TASK GOAL
Return every line in the entries below where the word "field" shows up.

::::

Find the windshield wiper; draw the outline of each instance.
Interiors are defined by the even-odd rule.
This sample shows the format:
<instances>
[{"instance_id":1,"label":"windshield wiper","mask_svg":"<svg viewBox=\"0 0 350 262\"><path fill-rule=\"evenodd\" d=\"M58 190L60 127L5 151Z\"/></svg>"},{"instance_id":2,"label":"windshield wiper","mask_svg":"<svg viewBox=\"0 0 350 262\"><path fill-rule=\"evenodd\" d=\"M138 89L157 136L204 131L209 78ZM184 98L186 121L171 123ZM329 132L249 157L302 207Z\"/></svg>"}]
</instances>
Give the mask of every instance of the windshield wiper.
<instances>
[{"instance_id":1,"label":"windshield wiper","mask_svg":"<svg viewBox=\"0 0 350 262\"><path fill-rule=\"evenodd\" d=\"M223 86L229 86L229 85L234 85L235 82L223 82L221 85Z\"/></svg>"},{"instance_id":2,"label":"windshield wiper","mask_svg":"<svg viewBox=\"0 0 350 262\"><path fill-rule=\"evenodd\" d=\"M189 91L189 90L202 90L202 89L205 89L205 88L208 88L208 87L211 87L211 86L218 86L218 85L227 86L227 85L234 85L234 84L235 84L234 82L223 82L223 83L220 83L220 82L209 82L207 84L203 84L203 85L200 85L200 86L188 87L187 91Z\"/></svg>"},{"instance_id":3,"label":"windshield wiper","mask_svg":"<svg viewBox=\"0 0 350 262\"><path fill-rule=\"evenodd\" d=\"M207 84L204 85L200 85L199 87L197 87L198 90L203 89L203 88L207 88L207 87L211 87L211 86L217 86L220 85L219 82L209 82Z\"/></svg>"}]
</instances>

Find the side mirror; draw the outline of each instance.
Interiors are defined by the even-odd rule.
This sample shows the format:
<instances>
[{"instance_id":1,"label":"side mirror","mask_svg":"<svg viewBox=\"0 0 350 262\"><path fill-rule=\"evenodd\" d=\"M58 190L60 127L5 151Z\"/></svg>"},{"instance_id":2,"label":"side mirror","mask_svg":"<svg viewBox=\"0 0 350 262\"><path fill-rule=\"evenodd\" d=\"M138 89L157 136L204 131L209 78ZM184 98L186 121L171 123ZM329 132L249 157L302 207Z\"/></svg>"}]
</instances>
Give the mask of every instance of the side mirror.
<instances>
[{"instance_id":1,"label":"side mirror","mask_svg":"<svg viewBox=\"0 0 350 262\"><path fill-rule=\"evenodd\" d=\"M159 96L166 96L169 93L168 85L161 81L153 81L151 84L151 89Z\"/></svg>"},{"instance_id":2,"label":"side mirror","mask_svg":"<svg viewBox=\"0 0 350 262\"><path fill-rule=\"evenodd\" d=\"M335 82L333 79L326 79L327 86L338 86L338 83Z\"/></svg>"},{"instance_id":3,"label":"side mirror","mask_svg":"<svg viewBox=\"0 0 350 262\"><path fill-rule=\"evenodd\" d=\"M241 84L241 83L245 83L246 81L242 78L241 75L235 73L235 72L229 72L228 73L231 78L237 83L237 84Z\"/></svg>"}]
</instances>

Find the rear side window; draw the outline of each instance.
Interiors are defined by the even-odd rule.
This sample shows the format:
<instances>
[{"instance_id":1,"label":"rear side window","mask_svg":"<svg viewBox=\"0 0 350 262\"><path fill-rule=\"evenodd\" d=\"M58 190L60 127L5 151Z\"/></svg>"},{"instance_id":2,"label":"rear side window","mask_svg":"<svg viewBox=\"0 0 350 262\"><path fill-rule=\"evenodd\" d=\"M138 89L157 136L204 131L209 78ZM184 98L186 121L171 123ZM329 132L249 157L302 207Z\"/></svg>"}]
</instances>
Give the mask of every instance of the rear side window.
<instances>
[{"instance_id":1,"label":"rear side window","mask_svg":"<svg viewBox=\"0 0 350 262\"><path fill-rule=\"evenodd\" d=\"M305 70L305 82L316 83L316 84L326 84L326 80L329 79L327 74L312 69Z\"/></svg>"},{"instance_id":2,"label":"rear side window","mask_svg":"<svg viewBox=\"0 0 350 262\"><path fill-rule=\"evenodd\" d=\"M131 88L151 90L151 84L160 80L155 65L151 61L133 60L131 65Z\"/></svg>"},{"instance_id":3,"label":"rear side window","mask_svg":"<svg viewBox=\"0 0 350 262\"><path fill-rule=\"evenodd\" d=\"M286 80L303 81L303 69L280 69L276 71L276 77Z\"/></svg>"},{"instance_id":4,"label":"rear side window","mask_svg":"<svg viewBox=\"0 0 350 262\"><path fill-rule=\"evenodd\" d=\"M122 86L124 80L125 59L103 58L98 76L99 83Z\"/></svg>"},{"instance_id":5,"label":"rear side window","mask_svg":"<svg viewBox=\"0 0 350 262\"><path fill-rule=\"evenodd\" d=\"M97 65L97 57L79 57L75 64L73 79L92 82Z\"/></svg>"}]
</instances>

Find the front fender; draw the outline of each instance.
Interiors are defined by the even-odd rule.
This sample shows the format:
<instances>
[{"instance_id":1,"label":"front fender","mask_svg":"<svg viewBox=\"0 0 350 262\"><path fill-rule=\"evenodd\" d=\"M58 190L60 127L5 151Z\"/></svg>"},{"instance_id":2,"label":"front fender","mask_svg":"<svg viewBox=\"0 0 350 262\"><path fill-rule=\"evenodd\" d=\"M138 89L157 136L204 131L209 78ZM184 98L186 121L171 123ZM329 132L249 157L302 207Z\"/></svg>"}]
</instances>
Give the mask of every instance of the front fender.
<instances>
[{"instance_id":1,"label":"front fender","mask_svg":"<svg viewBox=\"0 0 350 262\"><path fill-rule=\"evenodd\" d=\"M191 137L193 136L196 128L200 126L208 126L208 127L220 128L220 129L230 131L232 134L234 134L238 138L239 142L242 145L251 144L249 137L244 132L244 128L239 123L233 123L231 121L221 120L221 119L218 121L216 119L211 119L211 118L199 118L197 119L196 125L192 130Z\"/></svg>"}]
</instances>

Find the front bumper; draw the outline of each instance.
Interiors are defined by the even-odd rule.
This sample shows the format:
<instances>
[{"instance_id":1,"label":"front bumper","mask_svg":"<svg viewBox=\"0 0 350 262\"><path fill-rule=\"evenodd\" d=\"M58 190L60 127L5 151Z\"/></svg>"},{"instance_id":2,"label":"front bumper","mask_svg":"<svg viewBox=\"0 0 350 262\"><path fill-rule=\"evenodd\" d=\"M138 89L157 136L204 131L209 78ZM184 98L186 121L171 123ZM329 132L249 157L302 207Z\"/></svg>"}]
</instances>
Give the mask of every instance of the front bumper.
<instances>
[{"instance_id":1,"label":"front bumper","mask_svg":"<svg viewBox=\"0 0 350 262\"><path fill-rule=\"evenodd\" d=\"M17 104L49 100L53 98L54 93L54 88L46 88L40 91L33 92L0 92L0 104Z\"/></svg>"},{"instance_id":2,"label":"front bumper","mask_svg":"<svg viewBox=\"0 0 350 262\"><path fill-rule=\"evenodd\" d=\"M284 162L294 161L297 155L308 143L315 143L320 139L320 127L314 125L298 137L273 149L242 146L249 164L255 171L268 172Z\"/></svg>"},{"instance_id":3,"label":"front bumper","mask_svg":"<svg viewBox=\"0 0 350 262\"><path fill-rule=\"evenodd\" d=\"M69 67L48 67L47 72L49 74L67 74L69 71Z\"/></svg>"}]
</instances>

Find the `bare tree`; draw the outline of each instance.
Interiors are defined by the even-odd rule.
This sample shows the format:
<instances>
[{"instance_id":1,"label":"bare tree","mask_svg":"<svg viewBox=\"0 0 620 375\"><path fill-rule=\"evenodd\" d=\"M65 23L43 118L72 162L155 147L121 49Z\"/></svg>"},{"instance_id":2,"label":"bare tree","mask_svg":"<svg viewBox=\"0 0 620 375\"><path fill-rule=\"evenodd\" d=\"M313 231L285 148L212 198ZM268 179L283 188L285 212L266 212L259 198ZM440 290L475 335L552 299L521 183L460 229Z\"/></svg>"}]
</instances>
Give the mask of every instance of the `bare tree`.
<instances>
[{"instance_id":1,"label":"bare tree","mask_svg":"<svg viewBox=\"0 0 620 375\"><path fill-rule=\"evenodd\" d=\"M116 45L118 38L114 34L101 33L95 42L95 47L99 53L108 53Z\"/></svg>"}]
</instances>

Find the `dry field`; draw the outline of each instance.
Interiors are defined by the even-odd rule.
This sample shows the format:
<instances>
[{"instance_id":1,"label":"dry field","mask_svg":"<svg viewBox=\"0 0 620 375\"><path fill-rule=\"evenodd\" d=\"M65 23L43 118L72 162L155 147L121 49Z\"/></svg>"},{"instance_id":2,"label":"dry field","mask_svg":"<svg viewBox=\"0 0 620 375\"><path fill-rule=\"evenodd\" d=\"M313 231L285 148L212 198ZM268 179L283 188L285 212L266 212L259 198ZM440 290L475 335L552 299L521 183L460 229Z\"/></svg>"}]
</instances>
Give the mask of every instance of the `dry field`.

::::

THE COMPLETED TASK
Find the `dry field`; draw the outline of each instance.
[{"instance_id":1,"label":"dry field","mask_svg":"<svg viewBox=\"0 0 620 375\"><path fill-rule=\"evenodd\" d=\"M65 23L43 118L72 162L155 147L121 49Z\"/></svg>"},{"instance_id":2,"label":"dry field","mask_svg":"<svg viewBox=\"0 0 620 375\"><path fill-rule=\"evenodd\" d=\"M313 231L285 148L212 198ZM268 179L283 188L285 212L266 212L259 198ZM440 290L475 335L552 299L521 183L460 229Z\"/></svg>"}]
Give the mask of every instance of the `dry field`.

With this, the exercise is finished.